- Opening Delimiter -

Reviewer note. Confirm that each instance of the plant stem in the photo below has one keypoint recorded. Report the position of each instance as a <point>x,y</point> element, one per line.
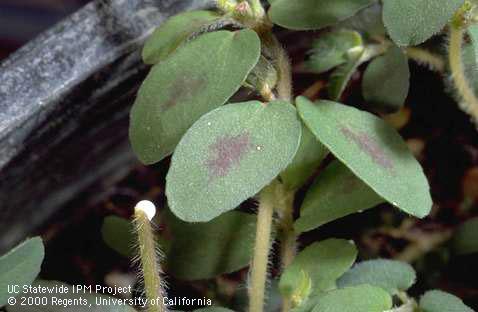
<point>261,250</point>
<point>285,201</point>
<point>257,9</point>
<point>469,104</point>
<point>150,269</point>
<point>424,57</point>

- Closing Delimiter -

▶ **Your goal**
Please reproduce each entry exactly as given and omit the pictures.

▶ **Result of this task**
Reviewer note. Confirm that each instance of the plant stem in the photo below has one keypoint recorded. Report the position of each instance as a <point>x,y</point> element, one per line.
<point>261,250</point>
<point>285,201</point>
<point>257,9</point>
<point>469,104</point>
<point>150,269</point>
<point>424,57</point>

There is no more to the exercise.